#### RECORD SET:
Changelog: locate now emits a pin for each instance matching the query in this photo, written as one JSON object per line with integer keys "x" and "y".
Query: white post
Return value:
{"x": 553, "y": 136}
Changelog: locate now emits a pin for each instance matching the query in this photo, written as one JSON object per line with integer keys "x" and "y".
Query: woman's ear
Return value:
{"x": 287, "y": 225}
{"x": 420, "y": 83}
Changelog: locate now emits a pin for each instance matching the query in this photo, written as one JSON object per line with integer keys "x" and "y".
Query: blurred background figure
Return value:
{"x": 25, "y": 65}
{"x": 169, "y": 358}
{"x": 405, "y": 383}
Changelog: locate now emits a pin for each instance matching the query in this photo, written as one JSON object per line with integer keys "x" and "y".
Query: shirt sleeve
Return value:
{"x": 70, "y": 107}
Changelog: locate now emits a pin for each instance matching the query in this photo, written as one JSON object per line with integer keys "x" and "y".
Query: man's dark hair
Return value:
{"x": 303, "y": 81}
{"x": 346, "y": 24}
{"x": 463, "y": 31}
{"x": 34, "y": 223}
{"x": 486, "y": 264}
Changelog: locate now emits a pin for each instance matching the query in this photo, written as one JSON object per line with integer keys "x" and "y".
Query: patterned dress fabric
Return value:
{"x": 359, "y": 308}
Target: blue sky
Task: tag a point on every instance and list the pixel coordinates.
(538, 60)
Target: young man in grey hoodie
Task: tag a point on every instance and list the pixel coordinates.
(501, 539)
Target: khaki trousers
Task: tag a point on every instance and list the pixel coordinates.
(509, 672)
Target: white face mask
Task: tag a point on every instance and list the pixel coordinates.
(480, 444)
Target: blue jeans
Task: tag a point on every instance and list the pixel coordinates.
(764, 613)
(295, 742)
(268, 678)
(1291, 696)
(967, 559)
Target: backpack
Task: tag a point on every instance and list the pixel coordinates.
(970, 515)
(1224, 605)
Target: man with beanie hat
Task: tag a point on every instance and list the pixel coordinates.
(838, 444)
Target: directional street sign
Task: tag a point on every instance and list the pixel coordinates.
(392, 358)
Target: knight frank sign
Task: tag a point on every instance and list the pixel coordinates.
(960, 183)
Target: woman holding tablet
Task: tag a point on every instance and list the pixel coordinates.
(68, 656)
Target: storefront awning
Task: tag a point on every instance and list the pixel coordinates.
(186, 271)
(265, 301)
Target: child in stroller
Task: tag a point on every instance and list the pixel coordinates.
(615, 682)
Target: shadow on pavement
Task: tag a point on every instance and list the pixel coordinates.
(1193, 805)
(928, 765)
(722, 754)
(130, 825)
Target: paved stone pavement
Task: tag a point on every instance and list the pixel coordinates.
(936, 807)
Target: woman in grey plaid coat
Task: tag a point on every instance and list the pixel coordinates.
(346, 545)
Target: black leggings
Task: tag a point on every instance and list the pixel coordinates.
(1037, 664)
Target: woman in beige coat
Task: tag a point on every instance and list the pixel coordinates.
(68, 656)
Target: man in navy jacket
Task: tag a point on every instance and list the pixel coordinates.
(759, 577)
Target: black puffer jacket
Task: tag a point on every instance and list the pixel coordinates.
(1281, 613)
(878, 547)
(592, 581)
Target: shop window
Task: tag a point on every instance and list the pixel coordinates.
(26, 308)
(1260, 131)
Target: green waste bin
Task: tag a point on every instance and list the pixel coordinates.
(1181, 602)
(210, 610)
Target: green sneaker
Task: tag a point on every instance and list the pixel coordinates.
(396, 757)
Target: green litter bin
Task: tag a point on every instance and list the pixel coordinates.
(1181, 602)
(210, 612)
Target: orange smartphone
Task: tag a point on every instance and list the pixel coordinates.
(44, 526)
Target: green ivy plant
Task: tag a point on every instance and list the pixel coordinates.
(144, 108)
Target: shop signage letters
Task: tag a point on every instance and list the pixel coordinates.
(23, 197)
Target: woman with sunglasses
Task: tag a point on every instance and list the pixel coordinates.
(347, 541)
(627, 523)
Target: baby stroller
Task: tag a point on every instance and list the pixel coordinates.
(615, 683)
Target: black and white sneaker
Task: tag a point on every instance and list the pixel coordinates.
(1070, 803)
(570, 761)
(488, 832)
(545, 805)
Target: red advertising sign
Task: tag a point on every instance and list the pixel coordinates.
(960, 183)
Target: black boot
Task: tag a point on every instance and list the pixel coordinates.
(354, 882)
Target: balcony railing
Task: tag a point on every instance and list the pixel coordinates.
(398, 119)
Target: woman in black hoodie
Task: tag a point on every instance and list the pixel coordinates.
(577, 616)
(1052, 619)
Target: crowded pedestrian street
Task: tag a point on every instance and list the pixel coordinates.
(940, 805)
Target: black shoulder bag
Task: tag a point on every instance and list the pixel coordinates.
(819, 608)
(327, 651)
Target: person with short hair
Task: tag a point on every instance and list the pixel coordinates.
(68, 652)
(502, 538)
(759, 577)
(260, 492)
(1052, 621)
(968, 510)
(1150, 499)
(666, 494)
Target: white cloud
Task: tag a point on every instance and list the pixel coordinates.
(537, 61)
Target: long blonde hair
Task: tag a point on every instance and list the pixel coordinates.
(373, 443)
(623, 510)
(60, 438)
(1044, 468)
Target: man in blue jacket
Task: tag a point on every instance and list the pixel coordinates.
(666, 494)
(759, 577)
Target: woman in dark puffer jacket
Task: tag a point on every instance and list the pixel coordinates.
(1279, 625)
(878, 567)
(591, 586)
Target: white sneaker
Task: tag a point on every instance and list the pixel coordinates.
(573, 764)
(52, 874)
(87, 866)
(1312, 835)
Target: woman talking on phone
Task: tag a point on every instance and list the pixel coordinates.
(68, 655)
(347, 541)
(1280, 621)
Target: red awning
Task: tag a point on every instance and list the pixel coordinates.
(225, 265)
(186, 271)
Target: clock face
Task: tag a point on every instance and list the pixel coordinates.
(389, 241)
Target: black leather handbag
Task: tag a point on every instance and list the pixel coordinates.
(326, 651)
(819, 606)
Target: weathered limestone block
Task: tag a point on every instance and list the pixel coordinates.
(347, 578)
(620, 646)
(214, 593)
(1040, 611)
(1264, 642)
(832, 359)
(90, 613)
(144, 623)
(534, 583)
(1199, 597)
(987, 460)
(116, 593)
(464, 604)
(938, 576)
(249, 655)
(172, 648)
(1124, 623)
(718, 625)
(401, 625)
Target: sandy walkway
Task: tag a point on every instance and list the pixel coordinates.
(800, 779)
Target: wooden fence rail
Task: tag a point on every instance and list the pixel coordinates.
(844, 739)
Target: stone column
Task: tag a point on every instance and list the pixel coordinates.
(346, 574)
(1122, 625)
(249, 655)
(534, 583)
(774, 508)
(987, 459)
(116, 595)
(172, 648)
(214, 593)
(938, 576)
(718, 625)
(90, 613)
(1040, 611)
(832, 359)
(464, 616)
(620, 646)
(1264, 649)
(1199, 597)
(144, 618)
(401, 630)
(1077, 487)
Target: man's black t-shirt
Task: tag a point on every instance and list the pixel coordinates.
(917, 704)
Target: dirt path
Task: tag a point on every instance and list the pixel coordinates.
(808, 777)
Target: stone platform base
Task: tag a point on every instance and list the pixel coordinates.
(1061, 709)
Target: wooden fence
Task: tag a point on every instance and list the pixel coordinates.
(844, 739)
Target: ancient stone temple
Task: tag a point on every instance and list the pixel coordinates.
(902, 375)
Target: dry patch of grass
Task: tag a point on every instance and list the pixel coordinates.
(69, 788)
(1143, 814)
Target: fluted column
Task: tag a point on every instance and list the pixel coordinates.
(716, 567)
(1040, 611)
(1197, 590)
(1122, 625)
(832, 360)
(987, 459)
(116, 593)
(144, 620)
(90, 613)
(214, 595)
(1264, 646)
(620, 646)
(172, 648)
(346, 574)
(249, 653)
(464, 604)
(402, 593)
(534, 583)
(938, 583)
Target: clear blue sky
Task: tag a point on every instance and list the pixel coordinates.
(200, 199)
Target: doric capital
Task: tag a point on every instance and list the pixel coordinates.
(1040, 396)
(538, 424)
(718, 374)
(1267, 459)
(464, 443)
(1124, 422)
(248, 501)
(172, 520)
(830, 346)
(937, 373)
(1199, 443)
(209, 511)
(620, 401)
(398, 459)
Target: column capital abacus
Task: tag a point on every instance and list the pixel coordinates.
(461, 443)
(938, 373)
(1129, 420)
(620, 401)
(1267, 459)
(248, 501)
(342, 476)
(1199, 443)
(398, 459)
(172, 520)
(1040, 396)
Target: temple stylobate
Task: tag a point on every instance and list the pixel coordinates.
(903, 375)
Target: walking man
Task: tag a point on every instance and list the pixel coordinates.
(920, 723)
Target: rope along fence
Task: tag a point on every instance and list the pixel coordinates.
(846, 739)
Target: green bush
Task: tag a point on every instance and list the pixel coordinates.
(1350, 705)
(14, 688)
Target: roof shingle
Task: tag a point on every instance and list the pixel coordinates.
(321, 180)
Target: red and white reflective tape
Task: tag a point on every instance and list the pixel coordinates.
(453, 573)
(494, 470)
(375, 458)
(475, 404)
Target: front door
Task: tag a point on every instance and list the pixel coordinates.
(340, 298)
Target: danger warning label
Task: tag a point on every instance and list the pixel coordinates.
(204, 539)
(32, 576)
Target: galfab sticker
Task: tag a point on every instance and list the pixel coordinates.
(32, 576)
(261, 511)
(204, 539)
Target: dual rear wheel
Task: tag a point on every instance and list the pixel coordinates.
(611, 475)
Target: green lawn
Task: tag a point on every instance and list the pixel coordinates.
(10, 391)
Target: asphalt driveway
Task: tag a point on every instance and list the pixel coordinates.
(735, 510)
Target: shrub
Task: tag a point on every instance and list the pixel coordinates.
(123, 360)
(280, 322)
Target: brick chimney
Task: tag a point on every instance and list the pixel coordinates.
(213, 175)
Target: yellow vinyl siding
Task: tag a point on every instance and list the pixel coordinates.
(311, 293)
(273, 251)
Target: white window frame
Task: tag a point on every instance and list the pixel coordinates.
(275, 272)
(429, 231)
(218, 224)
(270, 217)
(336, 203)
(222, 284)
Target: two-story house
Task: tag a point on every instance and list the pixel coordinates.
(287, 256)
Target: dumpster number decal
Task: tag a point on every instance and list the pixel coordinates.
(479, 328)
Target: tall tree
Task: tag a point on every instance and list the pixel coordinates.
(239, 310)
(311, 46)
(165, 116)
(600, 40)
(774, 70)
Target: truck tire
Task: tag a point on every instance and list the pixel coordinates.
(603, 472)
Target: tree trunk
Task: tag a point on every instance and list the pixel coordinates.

#### SHORT TASK:
Reproduce everything from the line containing "Target: galfab sticker" down to the end of the listing, switching "brick chimney" to "stone chimney" and changing nothing else.

#### COMPLETE RESPONSE:
Target: galfab sticker
Task: tag a point on every instance and list the pixel coordinates.
(32, 576)
(261, 511)
(204, 539)
Target: dual rear wheel
Task: tag a point on every instance and list the pixel coordinates.
(611, 475)
Target: green lawn
Task: tag a point on every instance and list the pixel coordinates.
(10, 391)
Target: asphalt driveway
Task: tag a point on every instance and list the pixel coordinates.
(735, 510)
Target: shrub
Task: tag a point on every instance and list the pixel coordinates.
(123, 360)
(280, 322)
Target: stone chimney
Task: tag a point on every instance and list the pixel coordinates.
(213, 175)
Target: yellow vinyl siding
Task: tag a point on every instance and list the pixel coordinates.
(311, 293)
(273, 251)
Target: white window frame
Task: tag a point on every instance and list the pixel coordinates.
(275, 272)
(429, 231)
(218, 224)
(270, 217)
(336, 203)
(222, 284)
Target: two-story house
Task: tag a point on every instance and list the pixel coordinates.
(287, 256)
Target: dumpster number decal
Task: tag a point on every instance and list the pixel coordinates.
(479, 328)
Target: tall tree
Task: tag a point on every instance and list the pixel coordinates.
(239, 310)
(311, 46)
(165, 116)
(600, 40)
(774, 70)
Target: truck tire
Task: tag a point on every instance and list the pixel coordinates.
(603, 472)
Target: tree trunk
Task: tag a point on every instance and list the pixel coordinates.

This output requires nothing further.